● **TEXT EXTRACT**:
-------------------------

This project involves the implementation of a Question Answering (QA) system that extracts text from textbooks, creates a hierarchical tree-based index, and retrieves relevant information to answer user queries using advanced natural language processing (NLP) techniques.
PDF1- Introduction to Machine Learning (file:///C:/Users/Sanskruti/Desktop/Introduction%20to%20Machine%20Learning%20with%20Python%20(%20PDFDrive.com%20)-min.pdf) PDF2- Speech and Language Processing (file:///C:/Users/Sanskruti/Desktop/Speech%20and%20language%20processing.pdf) PDF3- Pattern Recognition and Machine Learning (file:///C:/Users/Sanskruti/Desktop/Bishop-Pattern-Recognition-and-Machine-Learning-2006.pdf)
- Python.ipynb: Jupyter notebook that handles text extraction from PDF textbooks and creates a hierarchical tree-based index.

-------------------------

● **RECORDS**:
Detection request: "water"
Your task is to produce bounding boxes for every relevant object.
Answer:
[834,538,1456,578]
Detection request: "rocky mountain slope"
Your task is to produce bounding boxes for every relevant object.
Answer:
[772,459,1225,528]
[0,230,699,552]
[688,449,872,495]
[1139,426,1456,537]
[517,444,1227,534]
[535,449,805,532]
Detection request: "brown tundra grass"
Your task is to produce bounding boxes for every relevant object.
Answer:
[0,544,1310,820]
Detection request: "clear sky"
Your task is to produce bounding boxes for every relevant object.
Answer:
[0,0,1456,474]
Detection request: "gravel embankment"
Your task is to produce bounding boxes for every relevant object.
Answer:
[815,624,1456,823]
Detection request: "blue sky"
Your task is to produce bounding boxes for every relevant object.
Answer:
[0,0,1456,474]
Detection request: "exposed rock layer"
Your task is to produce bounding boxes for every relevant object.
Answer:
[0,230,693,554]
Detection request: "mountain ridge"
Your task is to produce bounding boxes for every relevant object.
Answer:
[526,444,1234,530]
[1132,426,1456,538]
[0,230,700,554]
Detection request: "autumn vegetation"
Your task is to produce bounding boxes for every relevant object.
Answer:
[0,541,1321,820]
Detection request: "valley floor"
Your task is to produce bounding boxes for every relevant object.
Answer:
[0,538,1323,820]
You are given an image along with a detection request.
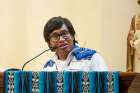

-------------------------

● **GOALS**:
1. In the question answering project description, what does the Python.ipynb notebook handle?
2. Continue the question answering project description from the point where it stops.

● **THE RESPONSES**:
1. Text extraction from PDF textbooks and creation of a hierarchical tree-based index.

2.
- qa_test.py: Python script that implements retrieval and ranking methods to answer questions based on the indexed content.
- application.py: Pyton script that implements the streamlit for the front-end for the model.
To run the code, you need the following libraries:
- PyPDF2
- numpy
- rank_bm25
- sentence_transformers
- transformers
- streamlit
- re
- Download the Github repository in your local server.
- Run all the python code of python.ipynb.
- Install all the required libraries.
- Run the qa_test.py. (You will get the answers to the queries in the terminal section).
- Run the application.py in the terminal as "streamlit run application.py". A local server will appear on the desktop to streamlit for asking your queries. Try asking "What is deep learning?"
Feedback will be highly appreciated!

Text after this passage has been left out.